#### GIVEN REQUEST A:
List every line of the listing below that contains the word "stone".

Wedding Planning Tips & Tricks

‘Tis the season to get engaged!

With Christmas Eve & Christmas Day sharing the spot for most popular days to drop to one knee, New Years follows as a close second and Valentine’s Day is not far behind in third place. Once you have the ring and have shared the wonderful news, it’s time to get planning! But, where do you start?! Location? Date? Guest list? Budget? Bridal party? Photographer? Caterer? GAH! Before you know it you are a muddled mess with a case of wedding planning blues and an idea to elope with your sweetie. Now, elopement is not a bad idea, however, planning a full wedding does not have to be stressful or difficult. I reached out to some wonderful couples who have been there, done that and they shared their advice on where to start, how to tackle things, and how to enjoy the whole planning process. If you have additional advice to share, please leave a comment below. 🙂 Thank you to everyone who put the time into sharing advice for this collaborative post! ~Kathleen

Where to start?

“Get organized…While some brides might opt for a traditional wedding planner, I strongly suggest creating an excel spreadsheet of things to do, complete with the due date and the person in charge (or use Google’s free one!). It’s easier to share (especially with the groom) so everyone is on the same page.” Muna & Irving, August 2011

“Make a point, early on, to talk about what your decision-making process is going to be.  There are going to be LOTS of decisions that have to be made, both big and small, and knowing how to approach these will lead to happy outcomes.” Mollie & Nia, May 2011

“First thing we did was make a list of all of the people we thought we would want to invite. This will make a difference when you are trying to find a location. Once we did that we thought about the time of year we wanted to get married. We really wanted a fall wedding but with school that was not the best choice for us. So we decided on summer.” Liz & Kevin, July 2011

“Book your church…you have to get the date you want first.” Mary, Mother of the Bride: Maria & Matt, July 2011

“It’s ok to have a wedding on a Tuesday, or even two weddings. As long as the photographer is cool with that.” Steve & Brianne, September 2011 ** Steve & Brianne had an intimate ceremony and celebration with their closest family and friends on a Tuesday at their family home and then had a much larger celebration with their extended family and friends on the following Saturday. A great way to spread out the celebration and your budget!

#### GIVEN REQUEST B:
Return the whole wedding planning tips text above, word for word and unchanged.

Object location annotation data
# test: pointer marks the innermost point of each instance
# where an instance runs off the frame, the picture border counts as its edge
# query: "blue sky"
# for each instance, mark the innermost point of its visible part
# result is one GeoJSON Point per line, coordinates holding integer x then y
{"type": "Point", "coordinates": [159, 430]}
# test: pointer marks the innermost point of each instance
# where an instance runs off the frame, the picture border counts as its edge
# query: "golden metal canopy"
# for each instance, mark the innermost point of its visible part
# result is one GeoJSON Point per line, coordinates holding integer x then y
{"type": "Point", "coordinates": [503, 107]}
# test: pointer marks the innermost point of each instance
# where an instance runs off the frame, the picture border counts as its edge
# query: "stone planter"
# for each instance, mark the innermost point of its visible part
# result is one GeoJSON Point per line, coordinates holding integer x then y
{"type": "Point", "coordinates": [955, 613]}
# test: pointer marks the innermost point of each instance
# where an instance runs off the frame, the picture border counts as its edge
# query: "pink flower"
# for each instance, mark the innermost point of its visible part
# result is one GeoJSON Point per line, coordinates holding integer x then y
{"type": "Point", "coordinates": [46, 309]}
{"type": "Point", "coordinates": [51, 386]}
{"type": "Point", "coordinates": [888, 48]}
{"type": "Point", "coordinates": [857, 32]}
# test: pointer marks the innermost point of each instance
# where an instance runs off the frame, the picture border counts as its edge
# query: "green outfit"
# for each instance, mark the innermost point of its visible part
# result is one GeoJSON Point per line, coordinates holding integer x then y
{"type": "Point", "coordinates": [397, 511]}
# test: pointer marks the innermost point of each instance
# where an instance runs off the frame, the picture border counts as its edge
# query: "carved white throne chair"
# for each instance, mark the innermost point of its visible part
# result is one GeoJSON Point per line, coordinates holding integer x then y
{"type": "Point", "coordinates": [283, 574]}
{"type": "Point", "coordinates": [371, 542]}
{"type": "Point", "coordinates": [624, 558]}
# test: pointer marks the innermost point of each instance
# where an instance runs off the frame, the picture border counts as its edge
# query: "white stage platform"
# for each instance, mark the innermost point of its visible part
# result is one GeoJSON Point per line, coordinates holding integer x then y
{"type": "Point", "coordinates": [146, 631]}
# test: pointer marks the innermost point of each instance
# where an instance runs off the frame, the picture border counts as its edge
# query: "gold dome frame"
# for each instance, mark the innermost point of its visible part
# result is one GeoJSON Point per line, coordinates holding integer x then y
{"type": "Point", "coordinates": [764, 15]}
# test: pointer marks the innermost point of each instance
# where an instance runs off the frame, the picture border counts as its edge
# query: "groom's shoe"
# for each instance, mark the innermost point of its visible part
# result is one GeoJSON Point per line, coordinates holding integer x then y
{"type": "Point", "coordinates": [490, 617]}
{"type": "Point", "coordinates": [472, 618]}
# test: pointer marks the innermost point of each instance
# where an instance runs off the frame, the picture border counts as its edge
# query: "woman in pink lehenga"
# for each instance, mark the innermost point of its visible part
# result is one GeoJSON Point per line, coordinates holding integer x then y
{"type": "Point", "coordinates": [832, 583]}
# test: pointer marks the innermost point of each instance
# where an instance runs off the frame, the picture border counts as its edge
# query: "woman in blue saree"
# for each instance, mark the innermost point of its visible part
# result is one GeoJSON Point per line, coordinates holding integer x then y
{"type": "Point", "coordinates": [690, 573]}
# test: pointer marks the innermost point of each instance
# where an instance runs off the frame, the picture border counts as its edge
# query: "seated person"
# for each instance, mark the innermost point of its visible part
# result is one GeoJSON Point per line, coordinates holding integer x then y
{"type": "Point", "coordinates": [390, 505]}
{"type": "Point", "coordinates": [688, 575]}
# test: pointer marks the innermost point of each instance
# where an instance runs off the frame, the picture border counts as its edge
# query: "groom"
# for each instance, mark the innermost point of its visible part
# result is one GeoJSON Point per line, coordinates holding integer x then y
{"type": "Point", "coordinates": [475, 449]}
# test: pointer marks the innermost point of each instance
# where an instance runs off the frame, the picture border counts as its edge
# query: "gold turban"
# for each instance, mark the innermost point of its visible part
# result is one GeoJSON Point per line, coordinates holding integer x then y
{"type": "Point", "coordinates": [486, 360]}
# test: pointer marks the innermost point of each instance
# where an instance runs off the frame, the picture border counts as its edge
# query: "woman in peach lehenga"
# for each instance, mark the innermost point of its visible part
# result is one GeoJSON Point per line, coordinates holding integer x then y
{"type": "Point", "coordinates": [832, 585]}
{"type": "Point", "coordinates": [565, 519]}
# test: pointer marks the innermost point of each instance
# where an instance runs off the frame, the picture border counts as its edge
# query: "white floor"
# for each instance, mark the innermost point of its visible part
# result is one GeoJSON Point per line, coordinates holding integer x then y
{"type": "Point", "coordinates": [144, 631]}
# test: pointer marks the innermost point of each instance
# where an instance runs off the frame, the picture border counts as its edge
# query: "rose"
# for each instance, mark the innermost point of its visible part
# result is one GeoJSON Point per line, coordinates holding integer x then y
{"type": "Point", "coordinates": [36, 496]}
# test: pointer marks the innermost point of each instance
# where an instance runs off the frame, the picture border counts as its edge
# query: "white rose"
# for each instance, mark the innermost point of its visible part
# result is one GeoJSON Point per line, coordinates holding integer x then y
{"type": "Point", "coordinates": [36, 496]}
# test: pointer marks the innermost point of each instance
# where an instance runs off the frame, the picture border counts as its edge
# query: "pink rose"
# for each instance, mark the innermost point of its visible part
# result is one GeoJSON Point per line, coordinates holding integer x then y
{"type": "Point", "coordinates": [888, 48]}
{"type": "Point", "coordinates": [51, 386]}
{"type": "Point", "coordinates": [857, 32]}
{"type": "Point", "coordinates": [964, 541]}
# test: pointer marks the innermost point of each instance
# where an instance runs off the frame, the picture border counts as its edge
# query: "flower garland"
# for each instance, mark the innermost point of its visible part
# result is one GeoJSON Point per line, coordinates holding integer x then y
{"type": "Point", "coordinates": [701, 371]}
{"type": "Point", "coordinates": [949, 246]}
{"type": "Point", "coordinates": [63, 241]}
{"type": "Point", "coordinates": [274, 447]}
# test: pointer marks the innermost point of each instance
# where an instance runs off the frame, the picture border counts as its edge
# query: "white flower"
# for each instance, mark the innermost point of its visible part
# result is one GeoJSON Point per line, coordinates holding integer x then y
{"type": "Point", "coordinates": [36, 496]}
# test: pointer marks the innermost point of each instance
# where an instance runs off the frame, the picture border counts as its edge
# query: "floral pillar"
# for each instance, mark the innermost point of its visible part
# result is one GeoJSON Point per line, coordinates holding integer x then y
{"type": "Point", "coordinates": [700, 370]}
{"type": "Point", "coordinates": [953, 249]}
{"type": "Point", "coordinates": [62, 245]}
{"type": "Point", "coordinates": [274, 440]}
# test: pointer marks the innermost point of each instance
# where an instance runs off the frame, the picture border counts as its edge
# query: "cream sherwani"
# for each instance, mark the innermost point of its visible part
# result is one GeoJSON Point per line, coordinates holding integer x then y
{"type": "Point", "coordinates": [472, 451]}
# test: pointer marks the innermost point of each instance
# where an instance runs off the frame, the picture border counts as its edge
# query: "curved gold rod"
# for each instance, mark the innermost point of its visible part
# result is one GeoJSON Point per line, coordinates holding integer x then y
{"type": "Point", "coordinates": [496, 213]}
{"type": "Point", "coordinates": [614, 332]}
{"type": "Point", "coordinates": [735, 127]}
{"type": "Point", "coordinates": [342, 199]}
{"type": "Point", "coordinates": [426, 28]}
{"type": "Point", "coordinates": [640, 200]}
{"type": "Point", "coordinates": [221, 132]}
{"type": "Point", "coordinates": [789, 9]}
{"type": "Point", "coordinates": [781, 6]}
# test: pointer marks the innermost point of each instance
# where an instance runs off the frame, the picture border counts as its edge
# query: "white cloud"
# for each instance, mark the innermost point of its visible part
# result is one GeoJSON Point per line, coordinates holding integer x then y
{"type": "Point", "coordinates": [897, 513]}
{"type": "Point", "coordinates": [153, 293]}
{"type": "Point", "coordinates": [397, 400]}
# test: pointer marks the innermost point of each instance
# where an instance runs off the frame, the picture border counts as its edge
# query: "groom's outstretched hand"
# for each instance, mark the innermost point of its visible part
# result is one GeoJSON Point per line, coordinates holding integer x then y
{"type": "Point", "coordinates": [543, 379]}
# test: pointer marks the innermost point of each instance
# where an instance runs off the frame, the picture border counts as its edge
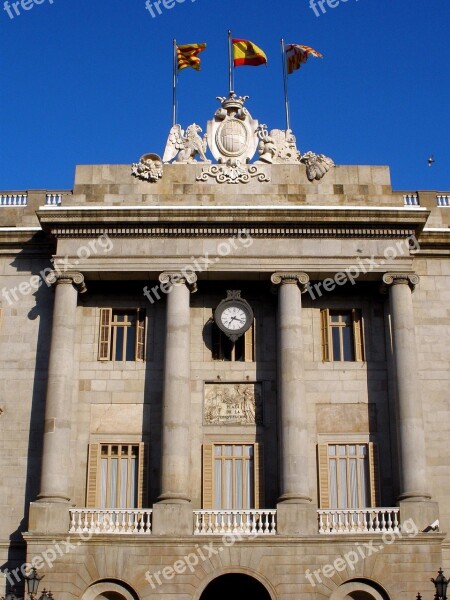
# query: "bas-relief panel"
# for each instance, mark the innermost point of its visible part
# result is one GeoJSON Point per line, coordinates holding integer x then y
{"type": "Point", "coordinates": [232, 403]}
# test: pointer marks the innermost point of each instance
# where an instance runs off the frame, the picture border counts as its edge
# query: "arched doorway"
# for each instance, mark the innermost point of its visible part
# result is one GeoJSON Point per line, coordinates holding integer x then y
{"type": "Point", "coordinates": [236, 586]}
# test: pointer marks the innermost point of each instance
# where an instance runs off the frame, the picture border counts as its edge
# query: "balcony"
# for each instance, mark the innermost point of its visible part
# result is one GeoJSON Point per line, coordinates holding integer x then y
{"type": "Point", "coordinates": [135, 521]}
{"type": "Point", "coordinates": [359, 520]}
{"type": "Point", "coordinates": [246, 522]}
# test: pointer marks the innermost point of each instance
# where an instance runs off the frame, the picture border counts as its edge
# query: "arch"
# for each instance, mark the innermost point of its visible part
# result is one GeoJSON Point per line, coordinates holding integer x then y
{"type": "Point", "coordinates": [109, 589]}
{"type": "Point", "coordinates": [240, 584]}
{"type": "Point", "coordinates": [360, 589]}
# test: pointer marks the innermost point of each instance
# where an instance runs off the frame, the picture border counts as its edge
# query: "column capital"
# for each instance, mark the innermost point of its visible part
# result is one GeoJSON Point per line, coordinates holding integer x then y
{"type": "Point", "coordinates": [410, 279]}
{"type": "Point", "coordinates": [74, 278]}
{"type": "Point", "coordinates": [174, 277]}
{"type": "Point", "coordinates": [298, 278]}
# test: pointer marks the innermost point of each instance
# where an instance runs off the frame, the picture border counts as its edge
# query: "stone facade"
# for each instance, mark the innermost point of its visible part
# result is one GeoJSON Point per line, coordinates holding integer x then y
{"type": "Point", "coordinates": [115, 242]}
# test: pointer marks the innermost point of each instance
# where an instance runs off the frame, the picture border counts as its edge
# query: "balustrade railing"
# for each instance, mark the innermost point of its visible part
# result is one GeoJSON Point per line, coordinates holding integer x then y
{"type": "Point", "coordinates": [442, 200]}
{"type": "Point", "coordinates": [220, 522]}
{"type": "Point", "coordinates": [111, 520]}
{"type": "Point", "coordinates": [359, 520]}
{"type": "Point", "coordinates": [13, 199]}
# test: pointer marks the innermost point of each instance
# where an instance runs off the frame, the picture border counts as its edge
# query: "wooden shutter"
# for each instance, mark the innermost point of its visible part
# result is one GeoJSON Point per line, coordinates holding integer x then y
{"type": "Point", "coordinates": [325, 330]}
{"type": "Point", "coordinates": [374, 475]}
{"type": "Point", "coordinates": [358, 334]}
{"type": "Point", "coordinates": [249, 343]}
{"type": "Point", "coordinates": [207, 484]}
{"type": "Point", "coordinates": [92, 475]}
{"type": "Point", "coordinates": [322, 462]}
{"type": "Point", "coordinates": [142, 476]}
{"type": "Point", "coordinates": [259, 476]}
{"type": "Point", "coordinates": [216, 342]}
{"type": "Point", "coordinates": [104, 336]}
{"type": "Point", "coordinates": [140, 334]}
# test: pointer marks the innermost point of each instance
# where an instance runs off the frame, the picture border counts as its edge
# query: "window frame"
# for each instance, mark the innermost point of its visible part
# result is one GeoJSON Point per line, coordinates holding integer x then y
{"type": "Point", "coordinates": [323, 473]}
{"type": "Point", "coordinates": [108, 329]}
{"type": "Point", "coordinates": [208, 458]}
{"type": "Point", "coordinates": [93, 484]}
{"type": "Point", "coordinates": [357, 332]}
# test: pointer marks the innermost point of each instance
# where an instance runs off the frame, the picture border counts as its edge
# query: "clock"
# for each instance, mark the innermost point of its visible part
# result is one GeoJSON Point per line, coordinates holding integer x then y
{"type": "Point", "coordinates": [233, 315]}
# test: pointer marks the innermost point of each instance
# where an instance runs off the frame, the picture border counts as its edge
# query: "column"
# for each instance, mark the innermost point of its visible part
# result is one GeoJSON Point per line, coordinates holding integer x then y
{"type": "Point", "coordinates": [56, 456]}
{"type": "Point", "coordinates": [292, 407]}
{"type": "Point", "coordinates": [413, 477]}
{"type": "Point", "coordinates": [175, 460]}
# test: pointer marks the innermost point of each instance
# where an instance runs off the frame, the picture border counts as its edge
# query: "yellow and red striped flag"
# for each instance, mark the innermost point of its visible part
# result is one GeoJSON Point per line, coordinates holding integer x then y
{"type": "Point", "coordinates": [296, 55]}
{"type": "Point", "coordinates": [187, 56]}
{"type": "Point", "coordinates": [247, 53]}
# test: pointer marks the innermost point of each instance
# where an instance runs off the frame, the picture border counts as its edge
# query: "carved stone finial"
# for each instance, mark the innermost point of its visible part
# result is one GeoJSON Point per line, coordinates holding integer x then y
{"type": "Point", "coordinates": [175, 277]}
{"type": "Point", "coordinates": [183, 148]}
{"type": "Point", "coordinates": [278, 146]}
{"type": "Point", "coordinates": [149, 168]}
{"type": "Point", "coordinates": [67, 278]}
{"type": "Point", "coordinates": [316, 165]}
{"type": "Point", "coordinates": [300, 279]}
{"type": "Point", "coordinates": [410, 279]}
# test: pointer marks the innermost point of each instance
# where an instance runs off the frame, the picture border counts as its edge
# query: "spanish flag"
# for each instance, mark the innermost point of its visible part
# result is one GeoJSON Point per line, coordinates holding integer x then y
{"type": "Point", "coordinates": [296, 55]}
{"type": "Point", "coordinates": [188, 56]}
{"type": "Point", "coordinates": [247, 53]}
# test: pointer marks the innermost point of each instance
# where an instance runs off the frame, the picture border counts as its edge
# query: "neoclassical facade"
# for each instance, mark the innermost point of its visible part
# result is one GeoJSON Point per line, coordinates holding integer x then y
{"type": "Point", "coordinates": [216, 387]}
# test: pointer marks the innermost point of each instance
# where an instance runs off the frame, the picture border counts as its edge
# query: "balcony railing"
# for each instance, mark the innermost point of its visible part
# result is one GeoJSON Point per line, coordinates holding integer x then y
{"type": "Point", "coordinates": [359, 520]}
{"type": "Point", "coordinates": [21, 199]}
{"type": "Point", "coordinates": [13, 199]}
{"type": "Point", "coordinates": [442, 200]}
{"type": "Point", "coordinates": [247, 522]}
{"type": "Point", "coordinates": [111, 520]}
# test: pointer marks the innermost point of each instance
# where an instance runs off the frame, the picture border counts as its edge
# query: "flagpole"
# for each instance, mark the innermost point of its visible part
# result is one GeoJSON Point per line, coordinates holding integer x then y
{"type": "Point", "coordinates": [286, 100]}
{"type": "Point", "coordinates": [230, 65]}
{"type": "Point", "coordinates": [174, 91]}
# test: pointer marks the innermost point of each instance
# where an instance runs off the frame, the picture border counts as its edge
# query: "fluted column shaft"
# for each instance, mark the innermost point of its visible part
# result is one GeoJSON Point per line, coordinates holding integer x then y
{"type": "Point", "coordinates": [175, 459]}
{"type": "Point", "coordinates": [292, 408]}
{"type": "Point", "coordinates": [56, 463]}
{"type": "Point", "coordinates": [413, 476]}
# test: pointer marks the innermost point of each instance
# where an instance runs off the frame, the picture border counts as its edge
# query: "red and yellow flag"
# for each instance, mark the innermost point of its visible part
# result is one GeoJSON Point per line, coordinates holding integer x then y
{"type": "Point", "coordinates": [296, 55]}
{"type": "Point", "coordinates": [247, 53]}
{"type": "Point", "coordinates": [187, 55]}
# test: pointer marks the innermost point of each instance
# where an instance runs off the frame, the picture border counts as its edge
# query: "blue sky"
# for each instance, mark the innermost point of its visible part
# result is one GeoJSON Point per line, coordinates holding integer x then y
{"type": "Point", "coordinates": [89, 81]}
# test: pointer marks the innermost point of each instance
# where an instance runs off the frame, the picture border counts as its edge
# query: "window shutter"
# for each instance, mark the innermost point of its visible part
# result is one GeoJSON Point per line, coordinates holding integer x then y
{"type": "Point", "coordinates": [104, 337]}
{"type": "Point", "coordinates": [208, 464]}
{"type": "Point", "coordinates": [325, 329]}
{"type": "Point", "coordinates": [259, 476]}
{"type": "Point", "coordinates": [322, 460]}
{"type": "Point", "coordinates": [358, 334]}
{"type": "Point", "coordinates": [140, 334]}
{"type": "Point", "coordinates": [216, 339]}
{"type": "Point", "coordinates": [142, 476]}
{"type": "Point", "coordinates": [249, 343]}
{"type": "Point", "coordinates": [92, 475]}
{"type": "Point", "coordinates": [374, 475]}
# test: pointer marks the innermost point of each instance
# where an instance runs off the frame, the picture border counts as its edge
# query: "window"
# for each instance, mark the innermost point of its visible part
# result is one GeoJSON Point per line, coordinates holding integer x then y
{"type": "Point", "coordinates": [116, 477]}
{"type": "Point", "coordinates": [122, 334]}
{"type": "Point", "coordinates": [243, 350]}
{"type": "Point", "coordinates": [347, 475]}
{"type": "Point", "coordinates": [342, 335]}
{"type": "Point", "coordinates": [232, 476]}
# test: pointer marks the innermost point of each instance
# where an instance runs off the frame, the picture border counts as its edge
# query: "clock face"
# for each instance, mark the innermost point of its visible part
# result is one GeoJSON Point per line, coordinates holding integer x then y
{"type": "Point", "coordinates": [233, 318]}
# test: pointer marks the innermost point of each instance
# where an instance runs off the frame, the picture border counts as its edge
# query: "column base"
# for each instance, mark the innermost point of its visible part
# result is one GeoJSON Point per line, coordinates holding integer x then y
{"type": "Point", "coordinates": [420, 514]}
{"type": "Point", "coordinates": [297, 519]}
{"type": "Point", "coordinates": [291, 498]}
{"type": "Point", "coordinates": [172, 519]}
{"type": "Point", "coordinates": [49, 517]}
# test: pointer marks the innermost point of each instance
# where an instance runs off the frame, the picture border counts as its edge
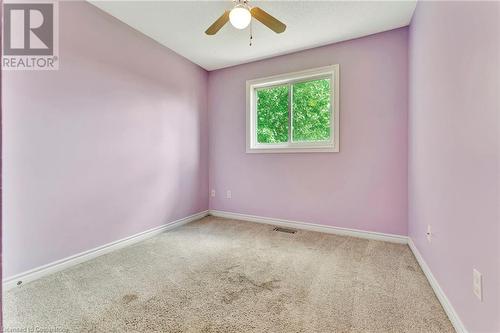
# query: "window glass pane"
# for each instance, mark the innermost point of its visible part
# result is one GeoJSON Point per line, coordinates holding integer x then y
{"type": "Point", "coordinates": [311, 110]}
{"type": "Point", "coordinates": [272, 115]}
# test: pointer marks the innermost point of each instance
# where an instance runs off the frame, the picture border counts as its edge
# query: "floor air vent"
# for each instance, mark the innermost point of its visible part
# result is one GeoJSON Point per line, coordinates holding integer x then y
{"type": "Point", "coordinates": [288, 231]}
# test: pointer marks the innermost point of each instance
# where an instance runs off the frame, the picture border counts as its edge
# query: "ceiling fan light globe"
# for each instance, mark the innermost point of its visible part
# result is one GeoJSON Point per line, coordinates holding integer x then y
{"type": "Point", "coordinates": [240, 17]}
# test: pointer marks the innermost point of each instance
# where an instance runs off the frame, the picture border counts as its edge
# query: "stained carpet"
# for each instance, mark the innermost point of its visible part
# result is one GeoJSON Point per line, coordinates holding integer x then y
{"type": "Point", "coordinates": [219, 275]}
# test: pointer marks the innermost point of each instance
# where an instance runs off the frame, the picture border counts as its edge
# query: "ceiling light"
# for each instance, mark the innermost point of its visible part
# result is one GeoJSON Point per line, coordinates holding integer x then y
{"type": "Point", "coordinates": [240, 17]}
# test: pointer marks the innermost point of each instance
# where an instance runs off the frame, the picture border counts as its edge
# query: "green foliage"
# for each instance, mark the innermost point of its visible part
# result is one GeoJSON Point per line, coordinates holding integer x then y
{"type": "Point", "coordinates": [272, 115]}
{"type": "Point", "coordinates": [311, 111]}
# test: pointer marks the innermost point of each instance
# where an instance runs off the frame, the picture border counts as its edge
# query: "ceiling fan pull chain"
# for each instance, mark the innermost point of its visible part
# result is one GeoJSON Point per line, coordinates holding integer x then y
{"type": "Point", "coordinates": [251, 33]}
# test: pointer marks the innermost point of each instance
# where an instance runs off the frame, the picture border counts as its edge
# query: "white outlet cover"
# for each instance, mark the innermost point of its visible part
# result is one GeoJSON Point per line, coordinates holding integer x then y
{"type": "Point", "coordinates": [429, 233]}
{"type": "Point", "coordinates": [477, 284]}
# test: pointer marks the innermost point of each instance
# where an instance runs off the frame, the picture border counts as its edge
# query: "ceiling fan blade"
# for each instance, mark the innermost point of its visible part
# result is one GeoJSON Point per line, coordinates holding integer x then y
{"type": "Point", "coordinates": [268, 20]}
{"type": "Point", "coordinates": [218, 24]}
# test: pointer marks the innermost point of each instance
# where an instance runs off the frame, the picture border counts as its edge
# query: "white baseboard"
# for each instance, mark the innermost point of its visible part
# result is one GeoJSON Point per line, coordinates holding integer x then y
{"type": "Point", "coordinates": [448, 308]}
{"type": "Point", "coordinates": [59, 265]}
{"type": "Point", "coordinates": [313, 227]}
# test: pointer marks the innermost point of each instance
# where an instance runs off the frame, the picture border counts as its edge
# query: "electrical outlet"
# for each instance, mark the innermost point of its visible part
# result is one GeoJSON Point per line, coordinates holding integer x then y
{"type": "Point", "coordinates": [429, 233]}
{"type": "Point", "coordinates": [477, 284]}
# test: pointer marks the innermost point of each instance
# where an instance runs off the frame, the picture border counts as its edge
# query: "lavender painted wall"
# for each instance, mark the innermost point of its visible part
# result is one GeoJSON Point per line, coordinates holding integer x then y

#### FINAL ANSWER A:
# query: "stone planter"
# query: "stone facade"
# query: "carved stone finial"

#### FINAL ANSWER B:
Wedding Planning Tips & Tricks

‘Tis the season to get engaged!

With Christmas Eve & Christmas Day sharing the spot for most popular days to drop to one knee, New Years follows as a close second and Valentine’s Day is not far behind in third place. Once you have the ring and have shared the wonderful news, it’s time to get planning! But, where do you start?! Location? Date? Guest list? Budget? Bridal party? Photographer? Caterer? GAH! Before you know it you are a muddled mess with a case of wedding planning blues and an idea to elope with your sweetie. Now, elopement is not a bad idea, however, planning a full wedding does not have to be stressful or difficult. I reached out to some wonderful couples who have been there, done that and they shared their advice on where to start, how to tackle things, and how to enjoy the whole planning process. If you have additional advice to share, please leave a comment below. 🙂 Thank you to everyone who put the time into sharing advice for this collaborative post! ~Kathleen

Where to start?

“Get organized…While some brides might opt for a traditional wedding planner, I strongly suggest creating an excel spreadsheet of things to do, complete with the due date and the person in charge (or use Google’s free one!). It’s easier to share (especially with the groom) so everyone is on the same page.” Muna & Irving, August 2011

“Make a point, early on, to talk about what your decision-making process is going to be.  There are going to be LOTS of decisions that have to be made, both big and small, and knowing how to approach these will lead to happy outcomes.” Mollie & Nia, May 2011

“First thing we did was make a list of all of the people we thought we would want to invite. This will make a difference when you are trying to find a location. Once we did that we thought about the time of year we wanted to get married. We really wanted a fall wedding but with school that was not the best choice for us. So we decided on summer.” Liz & Kevin, July 2011

“Book your church…you have to get the date you want first.” Mary, Mother of the Bride: Maria & Matt, July 2011

“It’s ok to have a wedding on a Tuesday, or even two weddings. As long as the photographer is cool with that.” Steve & Brianne, September 2011 ** Steve & Brianne had an intimate ceremony and celebration with their closest family and friends on a Tuesday at their family home and then had a much larger celebration with their extended family and friends on the following Saturday. A great way to spread out the celebration and your budget!